フルタイムワーキングマザーが大学院しかも博士後期課程に進んだ理由
1. はじめに
この記事はずっと下書きになっていた記事を公開すべく、筆の遅い自分を焚きつけるため、@yumu19さん主催の 社会人学生Advent Calendar 2019 への参加に合わせて仕上げた記事です。(そして宣言した日に間に合っていない... すみません)
現在、デンマークのITUに研究で半年滞在中 です。デンマークネタ書きたいことがたくさんあるのですが、日々の忙しさにかまけて、なかなか更新できずにいます。コンスタントに記事アップできている人、本当に尊敬です!
(写真はコペンハーゲンの公園で娘と11月に参加した手作りランタン祭り)
2. 会社を辞めて大学院へ
2018年に14年勤めた某大企業を辞め、大学院生になりました。
退社したのは育児休業からフルタイムで復帰して1年半過ぎた頃のこと。最初は退社せずに両立できる道を模索していましたが、仕事・研究・家庭の3両立は私には無理だな、このまま突き進んだら生活が詰んで私も家族も崩壊するなと思い至り、時間調整が柔軟にできるフリーランスをしながら大学院生をするという選択をしました。
ここに至るまでには色々な葛藤と選択と行動の連続だったのですが、自分にとって何が大切で何が譲れない一線なのか、そもそも人生をどうしていきたいのかを真剣に考え直すタイミングだったのだなと思います。
ちょうど2回目の17歳、大人の思春期の時期だったのだと思います。(ほぼ日のこちらのコラムが元ネタです)

◆ やること:
1) 大学院進学についての文章と、次の(a)〜(c)が合っているかをそれぞれ「はい」か「いいえ」で答え、決め手になる部分を文章からそのまま引いてください。(a) 書き手は会社に14年勤めていた。(b) 書き手が会社を辞めたのは、育児休業から復帰してすぐのことだった。(c) 書き手は今、デンマークに半年の予定でいる。
2) 大学院進学についての文章を、最後の文のあとから書き継いでください。

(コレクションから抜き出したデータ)

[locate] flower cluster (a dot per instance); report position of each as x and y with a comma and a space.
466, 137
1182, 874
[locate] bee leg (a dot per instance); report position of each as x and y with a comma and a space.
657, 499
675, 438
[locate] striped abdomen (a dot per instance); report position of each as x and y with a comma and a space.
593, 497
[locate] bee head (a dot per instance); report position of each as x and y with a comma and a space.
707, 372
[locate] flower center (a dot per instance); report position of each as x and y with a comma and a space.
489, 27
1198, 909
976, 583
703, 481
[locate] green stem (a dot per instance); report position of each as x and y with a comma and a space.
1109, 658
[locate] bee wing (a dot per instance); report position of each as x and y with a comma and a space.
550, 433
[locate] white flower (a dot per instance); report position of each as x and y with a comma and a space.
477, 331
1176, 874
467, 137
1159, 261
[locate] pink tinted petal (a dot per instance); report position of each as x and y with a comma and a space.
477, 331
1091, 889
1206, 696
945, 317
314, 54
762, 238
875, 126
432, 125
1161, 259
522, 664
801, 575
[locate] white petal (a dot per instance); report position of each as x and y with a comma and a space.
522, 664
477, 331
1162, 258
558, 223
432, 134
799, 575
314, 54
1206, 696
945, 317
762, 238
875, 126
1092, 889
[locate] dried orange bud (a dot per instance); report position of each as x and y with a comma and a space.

◆ 求める答え:
1)
(a) はい。「2018年に14年勤めた某大企業を辞め」
(b) いいえ。「退社したのは育児休業からフルタイムで復帰して1年半過ぎた頃のこと」
(c) はい。「現在、デンマークのITUに研究で半年滞在中」

2)
2018年後半からは、働く時間を週3と決めつつ、それ以外の時間を研究活動と家庭に割り振っています。今年2019年の9月からは、機会をいただき子連れでデンマークへ半年研究で滞在しており、デンマーク滞在中の現在は研究活動をメインにしつつ、日本からも少しお仕事を請けているという状態です。(すでに滞在予定の半分が経過、早すぎる!)
大学院生になってから早1年ですが、なぜ私が14年も愛着のあった会社を辞めて、しかも育児休業から復帰してこれからというタイミングで大学院への道を選んだのか、どうやってその決断に至ったのか、勝手に振り返りをしてみます。
3. なぜ転職ではなく進学か
大学院への進学を考え始めたのは育休から復帰して半年くらいでした。
私がもともと所属していた企業は写真や映像を撮影する精密機器(つまりカメラとかですね)を作っている製造業でした。そこでデザインリサーチ・UI/UXデザイン界隈の仕事を部署を移りつつ、育休期間を含めて14年やってきました。
個人的にはもともと写真が好きなこと(カメラではなく写真が好きです)、育休中には近所のカルチャーセンターでママ向けに写真講座を開催する機会に恵まれるなど、前職の事業範囲に関しては新卒で入社してからずっと魅力的に感じていましたし、退社した今でも魅力的に思っています。
デンマーク滞在中の今も、色々撮影しています。:-)
(9月にコペンハーゲンにあるスーパーキーレン(Superkilen)公園で娘と栗拾いした時の写真。デンマークの栗は日本のより見た目が大きく、そして食べられないそうですが、ハロウィンやクリスマスに向けての工作材料としてみんな拾っているようです。)
* 2019.12.23 追記
栗ではなく栃(トチノキ)という実だとご指摘頂きましたので訂正します。
ですので、他に行きたいと思える会社が当時はなく、そしてもし転職したとしても、私のスキルセットではマッチする会社に巡り会うのが難しいだろうし、力不足だろうなとも感じていました。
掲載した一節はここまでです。